[start of Text passage]
Today we have the usual Monday fare which is mostly fairly easy but with a handful of head scratchers. There are eight clues involving anagrams so I know some of you will be pleased. As far as I can see there are only two puns in the Quickie which makes a change from my last blog when there were five!
As usual the ones I liked most are in blue. The definitions are underlined in the clues and the answers are under the “click here” buttons so don’t click on them unless you really want to see the answer. Please leave a comment telling us what you thought.
1a Annual celebration when one has to set fire to various things (5,5)
BURNS NIGHT: A Scottish celebration held on Jan 25th. You need a word for set fire to and then an anagram (various) of THINGS and then split the result (5,5).
6a Social set’s endless boast (4)
CROW: A social set, referred to as “the in ?????”, without its last letter (endless).
10a Remaining matron male ignored (5)
OTHER: Another word for matron without the M (Male ignored).
11a Pair back in plant become dull (5,4)
CLOUD OVER: This is the weather becoming dull. You need a word for a pair backwards (back) inserted into (in) a plant which often grows in a lawn.
12a A politician impressed by county’s glasswort (8)
SAMPHIRE: The A from the clue and the usual politician inserted into (impressed by) another word for a county. Hands up those who went through Bucks, Herts etc.
13a Second team’s swindle (5)
SCREW: S(econd) followed by a team that might row a boat.
15a Acquit without blame a bishop found with crack (7)
[end of Text passage]
» **Set exercise a**
Transcribe the crossword blog passage from "12a A politician" to "Bucks, Herts etc.".
[start of Records for this task]
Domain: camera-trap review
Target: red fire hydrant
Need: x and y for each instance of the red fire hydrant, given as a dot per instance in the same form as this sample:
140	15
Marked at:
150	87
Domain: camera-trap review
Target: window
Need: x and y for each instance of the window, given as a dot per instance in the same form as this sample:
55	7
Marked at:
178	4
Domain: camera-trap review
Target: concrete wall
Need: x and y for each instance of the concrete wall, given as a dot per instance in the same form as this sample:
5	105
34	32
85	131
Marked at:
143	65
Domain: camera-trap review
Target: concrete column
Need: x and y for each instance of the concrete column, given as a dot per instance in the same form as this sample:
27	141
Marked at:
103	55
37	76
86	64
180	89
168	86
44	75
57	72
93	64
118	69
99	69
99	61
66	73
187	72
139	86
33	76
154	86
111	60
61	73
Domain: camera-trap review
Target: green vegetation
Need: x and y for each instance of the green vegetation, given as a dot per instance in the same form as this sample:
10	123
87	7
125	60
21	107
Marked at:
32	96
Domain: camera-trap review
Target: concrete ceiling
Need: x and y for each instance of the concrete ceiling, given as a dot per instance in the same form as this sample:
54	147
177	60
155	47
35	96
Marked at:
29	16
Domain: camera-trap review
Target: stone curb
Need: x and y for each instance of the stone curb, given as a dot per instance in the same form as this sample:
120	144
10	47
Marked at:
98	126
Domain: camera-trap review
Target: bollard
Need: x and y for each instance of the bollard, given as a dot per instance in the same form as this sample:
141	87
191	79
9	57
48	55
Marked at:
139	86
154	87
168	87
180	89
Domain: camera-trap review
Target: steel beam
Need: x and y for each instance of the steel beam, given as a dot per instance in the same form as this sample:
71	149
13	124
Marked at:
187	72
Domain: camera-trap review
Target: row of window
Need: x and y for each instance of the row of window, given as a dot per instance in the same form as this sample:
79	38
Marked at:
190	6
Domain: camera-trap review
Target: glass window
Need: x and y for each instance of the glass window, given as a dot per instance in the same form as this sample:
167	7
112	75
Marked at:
[end of Records for this task]
» **Set exercise b**
Pick out every line of the listing that contains the string "beam", treating uppercase and lowercase letters as different.

» **Problem solution a**
12a A politician impressed by county’s glasswort (8)
SAMPHIRE: The A from the clue and the usual politician inserted into (impressed by) another word for a county. Hands up those who went through Bucks, Herts etc.

» **Problem solution b**
Target: steel beam
Need: x and y for each instance of the steel beam, given as a dot per instance in the same form as this sample:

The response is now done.